Listed records
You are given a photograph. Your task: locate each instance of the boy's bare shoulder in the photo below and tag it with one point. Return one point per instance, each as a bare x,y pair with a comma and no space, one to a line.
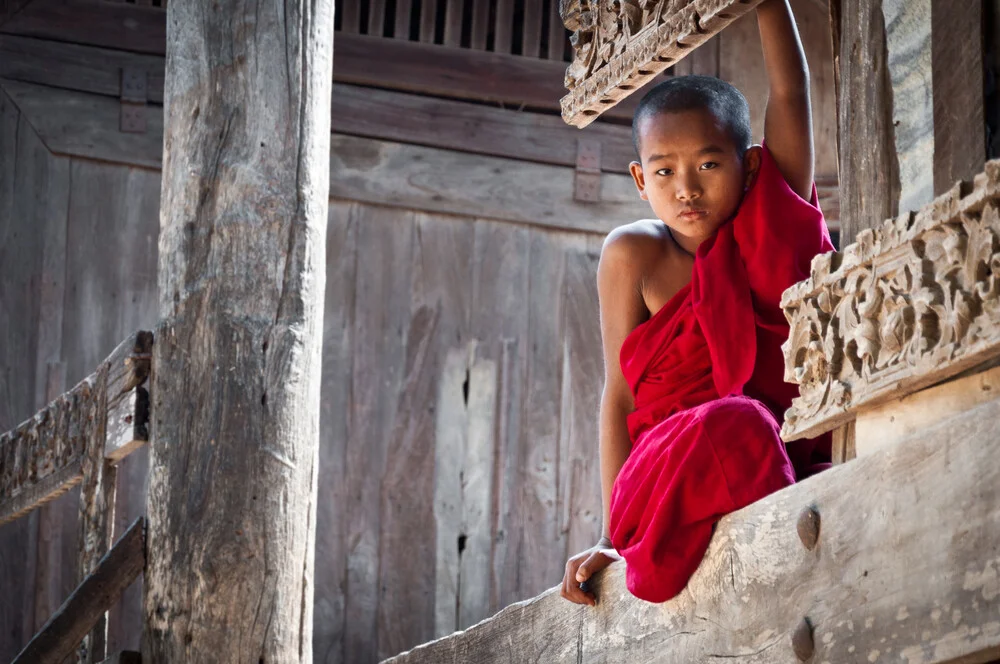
637,245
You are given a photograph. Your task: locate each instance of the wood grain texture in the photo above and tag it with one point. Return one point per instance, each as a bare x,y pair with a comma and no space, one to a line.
238,367
541,535
579,490
869,188
91,599
957,76
358,111
499,320
379,348
332,545
434,180
859,587
908,40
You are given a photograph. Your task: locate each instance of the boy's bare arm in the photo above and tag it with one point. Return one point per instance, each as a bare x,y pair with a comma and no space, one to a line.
788,120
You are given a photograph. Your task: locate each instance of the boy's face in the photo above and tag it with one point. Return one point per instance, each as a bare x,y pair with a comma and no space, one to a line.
691,172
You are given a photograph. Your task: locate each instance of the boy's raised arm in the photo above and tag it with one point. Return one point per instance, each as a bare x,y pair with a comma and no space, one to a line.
788,120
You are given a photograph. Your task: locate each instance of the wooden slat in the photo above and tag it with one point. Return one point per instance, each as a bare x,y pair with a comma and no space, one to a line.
379,357
908,40
361,111
500,326
912,558
376,17
503,27
869,188
420,460
480,25
428,19
361,59
540,419
531,32
527,193
350,18
453,18
334,480
580,508
957,74
97,504
558,35
401,28
88,603
445,181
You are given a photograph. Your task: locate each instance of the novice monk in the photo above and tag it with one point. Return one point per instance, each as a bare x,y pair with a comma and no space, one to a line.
690,319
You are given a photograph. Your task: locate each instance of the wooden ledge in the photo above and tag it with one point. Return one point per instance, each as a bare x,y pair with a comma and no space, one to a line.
880,584
908,305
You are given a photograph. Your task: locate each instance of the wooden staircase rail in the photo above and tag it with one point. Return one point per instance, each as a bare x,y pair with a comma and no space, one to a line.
86,606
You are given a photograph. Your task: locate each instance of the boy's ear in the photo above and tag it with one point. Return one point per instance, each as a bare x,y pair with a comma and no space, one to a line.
635,168
751,165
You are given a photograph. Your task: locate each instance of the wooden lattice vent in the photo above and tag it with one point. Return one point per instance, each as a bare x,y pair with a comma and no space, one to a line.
530,28
620,45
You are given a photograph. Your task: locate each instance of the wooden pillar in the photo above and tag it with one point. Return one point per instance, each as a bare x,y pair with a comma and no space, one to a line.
957,74
868,164
869,171
237,358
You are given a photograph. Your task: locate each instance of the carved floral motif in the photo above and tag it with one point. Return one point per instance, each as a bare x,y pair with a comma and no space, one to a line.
909,304
619,45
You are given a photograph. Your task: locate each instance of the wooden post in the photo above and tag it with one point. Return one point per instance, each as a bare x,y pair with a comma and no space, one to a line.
235,412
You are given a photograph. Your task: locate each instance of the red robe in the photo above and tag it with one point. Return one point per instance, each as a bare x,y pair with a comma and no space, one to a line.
707,373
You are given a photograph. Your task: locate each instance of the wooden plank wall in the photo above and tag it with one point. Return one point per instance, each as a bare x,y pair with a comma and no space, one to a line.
462,373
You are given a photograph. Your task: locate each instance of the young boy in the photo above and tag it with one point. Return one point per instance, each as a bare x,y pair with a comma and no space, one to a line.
690,319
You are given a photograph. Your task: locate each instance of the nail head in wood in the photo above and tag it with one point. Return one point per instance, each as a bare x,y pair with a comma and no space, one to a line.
808,528
802,641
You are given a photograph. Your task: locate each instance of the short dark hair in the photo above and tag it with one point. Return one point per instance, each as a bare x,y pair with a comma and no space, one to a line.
687,93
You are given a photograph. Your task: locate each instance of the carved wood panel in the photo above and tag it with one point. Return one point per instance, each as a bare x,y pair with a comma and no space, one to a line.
620,45
909,304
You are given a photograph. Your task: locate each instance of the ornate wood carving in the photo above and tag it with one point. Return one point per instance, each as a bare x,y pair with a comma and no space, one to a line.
619,45
907,305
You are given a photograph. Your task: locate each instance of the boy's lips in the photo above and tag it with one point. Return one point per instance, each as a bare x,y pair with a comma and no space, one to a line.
692,213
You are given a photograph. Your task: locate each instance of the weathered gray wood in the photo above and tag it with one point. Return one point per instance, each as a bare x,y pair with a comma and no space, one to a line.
579,499
418,459
380,341
342,253
90,601
908,39
882,584
540,423
238,362
869,187
85,125
97,504
384,173
499,322
957,75
445,181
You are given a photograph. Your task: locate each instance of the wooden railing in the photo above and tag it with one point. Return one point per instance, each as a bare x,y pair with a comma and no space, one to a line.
78,439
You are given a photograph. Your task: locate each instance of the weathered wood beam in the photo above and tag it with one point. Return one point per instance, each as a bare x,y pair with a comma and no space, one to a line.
881,582
908,305
869,169
617,52
44,457
957,76
361,59
90,601
235,437
382,172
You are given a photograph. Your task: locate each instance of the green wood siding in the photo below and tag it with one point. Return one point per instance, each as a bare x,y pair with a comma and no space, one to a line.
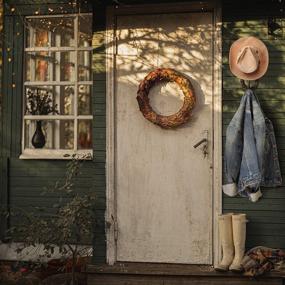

Do this
Identify each line in the records above that contains the word "below", and copy those lines. Case counts.

Finished exercise
You are given a photograph. Your task: locate each instance of the boy's bare shoulder in the photo below and tag it with one point. Return one point per instance, each as a bare x,y pair with a comma and no space, one to a line.
You are given a photograph. Your task: locate each instance of the green wood siding in the photo below and tag it with one point. Return one point per instance, each as a bare x,y pair with a comma and no space, one to a line.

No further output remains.